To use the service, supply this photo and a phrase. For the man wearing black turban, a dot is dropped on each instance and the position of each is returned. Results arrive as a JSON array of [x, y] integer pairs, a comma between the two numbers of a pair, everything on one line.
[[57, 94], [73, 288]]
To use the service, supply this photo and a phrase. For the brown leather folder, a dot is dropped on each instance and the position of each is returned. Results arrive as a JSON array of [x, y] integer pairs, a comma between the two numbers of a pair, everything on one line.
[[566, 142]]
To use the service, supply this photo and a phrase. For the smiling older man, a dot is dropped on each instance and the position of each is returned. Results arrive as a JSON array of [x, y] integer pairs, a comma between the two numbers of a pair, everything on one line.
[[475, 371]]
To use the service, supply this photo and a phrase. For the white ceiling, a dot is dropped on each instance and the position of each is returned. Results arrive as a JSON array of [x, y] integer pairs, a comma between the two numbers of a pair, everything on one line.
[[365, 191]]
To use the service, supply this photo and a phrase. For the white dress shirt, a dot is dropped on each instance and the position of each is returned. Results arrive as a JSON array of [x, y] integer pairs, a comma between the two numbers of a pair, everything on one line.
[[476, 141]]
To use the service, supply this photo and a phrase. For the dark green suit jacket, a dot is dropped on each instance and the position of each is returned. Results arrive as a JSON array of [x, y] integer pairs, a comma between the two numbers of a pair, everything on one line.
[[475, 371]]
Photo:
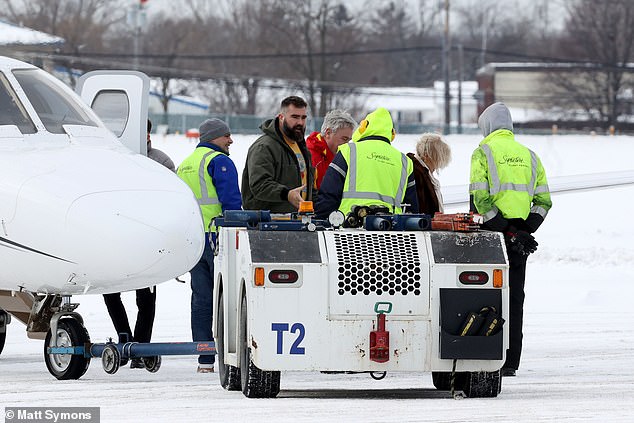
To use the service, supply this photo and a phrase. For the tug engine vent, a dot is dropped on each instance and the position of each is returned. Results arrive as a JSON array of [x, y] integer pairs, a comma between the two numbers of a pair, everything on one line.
[[378, 263]]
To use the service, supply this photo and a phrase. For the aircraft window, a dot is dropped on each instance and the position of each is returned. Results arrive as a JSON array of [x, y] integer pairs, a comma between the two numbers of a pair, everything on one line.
[[53, 102], [12, 111], [113, 108]]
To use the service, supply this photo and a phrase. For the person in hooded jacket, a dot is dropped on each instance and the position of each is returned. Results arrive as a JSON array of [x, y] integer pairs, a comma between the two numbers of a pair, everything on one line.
[[278, 174], [369, 171], [336, 130], [508, 187]]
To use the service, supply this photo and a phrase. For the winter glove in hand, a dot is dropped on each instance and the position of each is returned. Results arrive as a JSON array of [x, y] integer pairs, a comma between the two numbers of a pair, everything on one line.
[[521, 242]]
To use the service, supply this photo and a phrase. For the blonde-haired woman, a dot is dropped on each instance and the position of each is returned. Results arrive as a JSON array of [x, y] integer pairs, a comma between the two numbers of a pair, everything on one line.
[[432, 154]]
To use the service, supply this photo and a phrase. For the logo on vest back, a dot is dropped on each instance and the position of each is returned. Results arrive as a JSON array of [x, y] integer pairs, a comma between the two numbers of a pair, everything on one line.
[[512, 161], [380, 157]]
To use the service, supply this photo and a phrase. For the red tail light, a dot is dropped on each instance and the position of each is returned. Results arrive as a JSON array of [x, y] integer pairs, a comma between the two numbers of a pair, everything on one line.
[[473, 278], [283, 276]]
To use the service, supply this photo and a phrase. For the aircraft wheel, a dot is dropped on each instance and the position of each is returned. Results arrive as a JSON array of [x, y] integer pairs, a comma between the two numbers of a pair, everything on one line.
[[483, 384], [70, 333], [4, 318], [152, 364], [110, 359], [229, 375], [255, 383]]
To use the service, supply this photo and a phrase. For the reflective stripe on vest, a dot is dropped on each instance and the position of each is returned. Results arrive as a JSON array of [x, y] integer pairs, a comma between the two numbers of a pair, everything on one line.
[[514, 198], [352, 191], [201, 183], [202, 174]]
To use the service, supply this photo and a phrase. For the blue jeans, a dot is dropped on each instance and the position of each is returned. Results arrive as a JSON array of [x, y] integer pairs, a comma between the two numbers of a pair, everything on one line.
[[202, 300]]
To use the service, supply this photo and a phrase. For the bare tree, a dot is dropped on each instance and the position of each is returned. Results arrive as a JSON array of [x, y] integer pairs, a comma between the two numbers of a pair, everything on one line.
[[84, 24], [306, 36], [603, 34], [409, 42]]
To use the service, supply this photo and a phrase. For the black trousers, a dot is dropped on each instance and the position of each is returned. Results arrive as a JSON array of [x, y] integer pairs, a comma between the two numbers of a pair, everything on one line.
[[146, 304], [517, 275]]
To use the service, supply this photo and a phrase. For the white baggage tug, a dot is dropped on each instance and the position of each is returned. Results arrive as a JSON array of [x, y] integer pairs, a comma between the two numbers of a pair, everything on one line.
[[306, 294]]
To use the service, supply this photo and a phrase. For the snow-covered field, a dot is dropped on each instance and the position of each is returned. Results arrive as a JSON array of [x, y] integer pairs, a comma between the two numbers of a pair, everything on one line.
[[578, 332]]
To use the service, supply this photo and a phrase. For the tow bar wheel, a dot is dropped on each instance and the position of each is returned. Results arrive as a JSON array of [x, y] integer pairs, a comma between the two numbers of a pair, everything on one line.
[[70, 333], [152, 363], [110, 359]]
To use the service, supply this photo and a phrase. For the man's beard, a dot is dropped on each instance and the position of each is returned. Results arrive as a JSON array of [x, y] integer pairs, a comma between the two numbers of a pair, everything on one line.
[[296, 133]]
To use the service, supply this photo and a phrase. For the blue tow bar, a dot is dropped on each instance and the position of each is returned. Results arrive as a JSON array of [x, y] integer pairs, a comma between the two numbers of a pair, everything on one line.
[[113, 355]]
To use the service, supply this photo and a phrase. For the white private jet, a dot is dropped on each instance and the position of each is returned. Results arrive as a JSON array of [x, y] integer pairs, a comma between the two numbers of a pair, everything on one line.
[[82, 210]]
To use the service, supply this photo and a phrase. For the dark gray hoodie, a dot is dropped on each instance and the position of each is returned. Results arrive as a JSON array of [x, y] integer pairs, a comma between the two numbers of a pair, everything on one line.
[[494, 117]]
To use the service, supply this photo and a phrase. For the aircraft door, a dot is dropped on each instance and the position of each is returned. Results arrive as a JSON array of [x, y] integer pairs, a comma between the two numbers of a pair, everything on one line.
[[120, 99]]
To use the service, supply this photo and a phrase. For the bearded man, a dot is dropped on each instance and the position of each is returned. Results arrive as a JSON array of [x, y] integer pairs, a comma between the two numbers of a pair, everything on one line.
[[278, 172]]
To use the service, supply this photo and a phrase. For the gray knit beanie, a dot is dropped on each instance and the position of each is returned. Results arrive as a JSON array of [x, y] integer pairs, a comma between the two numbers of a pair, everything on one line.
[[212, 129]]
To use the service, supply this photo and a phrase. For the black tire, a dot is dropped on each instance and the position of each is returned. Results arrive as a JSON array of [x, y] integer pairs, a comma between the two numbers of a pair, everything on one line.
[[442, 380], [483, 384], [229, 375], [3, 335], [255, 383], [71, 333]]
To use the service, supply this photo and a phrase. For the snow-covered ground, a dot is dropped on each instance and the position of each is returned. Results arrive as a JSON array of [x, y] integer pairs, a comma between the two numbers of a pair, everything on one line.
[[578, 332]]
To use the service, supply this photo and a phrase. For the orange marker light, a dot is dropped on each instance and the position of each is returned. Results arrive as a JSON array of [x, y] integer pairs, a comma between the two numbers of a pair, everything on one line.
[[498, 280], [259, 276], [305, 207]]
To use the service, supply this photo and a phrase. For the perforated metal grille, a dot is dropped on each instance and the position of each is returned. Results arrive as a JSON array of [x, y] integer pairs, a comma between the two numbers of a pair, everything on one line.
[[378, 263]]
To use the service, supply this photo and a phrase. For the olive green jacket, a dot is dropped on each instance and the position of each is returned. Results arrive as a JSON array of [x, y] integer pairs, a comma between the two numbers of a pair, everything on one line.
[[271, 170]]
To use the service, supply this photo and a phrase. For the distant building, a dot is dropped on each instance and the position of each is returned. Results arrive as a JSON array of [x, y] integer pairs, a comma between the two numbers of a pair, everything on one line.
[[543, 94], [425, 106]]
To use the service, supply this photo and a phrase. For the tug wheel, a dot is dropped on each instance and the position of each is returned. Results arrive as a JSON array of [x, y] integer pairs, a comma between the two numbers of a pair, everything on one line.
[[229, 375], [255, 383], [70, 333]]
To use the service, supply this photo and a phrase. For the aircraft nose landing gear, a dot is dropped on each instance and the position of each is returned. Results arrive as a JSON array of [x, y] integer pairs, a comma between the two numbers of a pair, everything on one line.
[[70, 333]]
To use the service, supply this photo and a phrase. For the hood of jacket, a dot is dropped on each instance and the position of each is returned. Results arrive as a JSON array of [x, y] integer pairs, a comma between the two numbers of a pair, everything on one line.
[[496, 116]]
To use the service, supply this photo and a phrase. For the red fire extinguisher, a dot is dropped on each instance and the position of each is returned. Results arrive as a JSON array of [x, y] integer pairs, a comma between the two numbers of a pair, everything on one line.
[[380, 338]]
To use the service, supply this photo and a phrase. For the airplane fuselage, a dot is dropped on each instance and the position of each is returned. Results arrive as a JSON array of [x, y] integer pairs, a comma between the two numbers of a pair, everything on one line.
[[81, 213]]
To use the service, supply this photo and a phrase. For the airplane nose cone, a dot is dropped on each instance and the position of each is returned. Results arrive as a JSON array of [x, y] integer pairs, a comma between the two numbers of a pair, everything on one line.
[[134, 238]]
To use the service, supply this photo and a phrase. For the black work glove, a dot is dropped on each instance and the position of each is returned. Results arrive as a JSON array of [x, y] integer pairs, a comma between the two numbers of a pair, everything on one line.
[[520, 241]]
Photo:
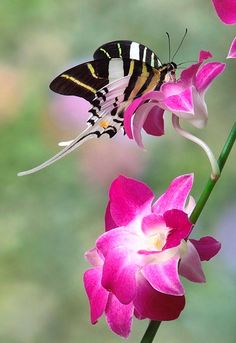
*-*-*
Problem requirements: Put the data above into a Markdown table with the columns Number and Line, giving each line its own row with a running number and leaving out blank lines. Begin at the line that has "aircraft window, a" and stop after the line that has "[[53, 102], [12, 111], [113, 108]]".

Solution below:
| Number | Line |
|---|---|
| 1 | To use the service, supply this photo and a phrase. For the aircraft window, a dot is dropped on each instance and the position of each is returned. Results arrive as a JSON array of [x, y] integer pairs, a comma between the two numbers of a pair, everything on one line. |
| 2 | [[53, 102], [12, 111], [113, 108]] |